▶ Set problem
Edit the data starting at the line containing "of the boy's" and ending at the end of the data, replacing "verify" with "confirm" and keeping everything else the same. Give back only those lines.

▶ Records supplied
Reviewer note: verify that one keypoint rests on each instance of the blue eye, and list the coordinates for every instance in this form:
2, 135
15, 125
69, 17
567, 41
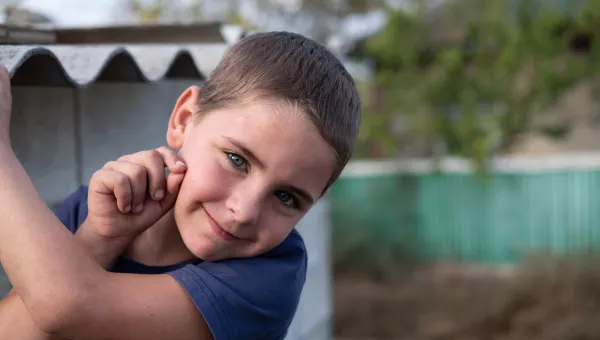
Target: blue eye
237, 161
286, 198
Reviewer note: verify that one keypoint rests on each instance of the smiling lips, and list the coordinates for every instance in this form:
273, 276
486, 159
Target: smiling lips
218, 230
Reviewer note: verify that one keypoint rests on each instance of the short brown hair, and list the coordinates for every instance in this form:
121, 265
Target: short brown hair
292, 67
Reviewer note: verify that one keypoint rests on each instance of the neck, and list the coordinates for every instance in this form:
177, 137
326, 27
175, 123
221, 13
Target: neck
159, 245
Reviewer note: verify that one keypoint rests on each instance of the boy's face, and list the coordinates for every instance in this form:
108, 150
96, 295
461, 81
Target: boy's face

▶ Answer for this exercise
Reviewer note: confirm that one keypoint rests on each instance of the boy's face, and list the coordinates for every instance in this form:
108, 150
96, 295
461, 81
Target: boy's face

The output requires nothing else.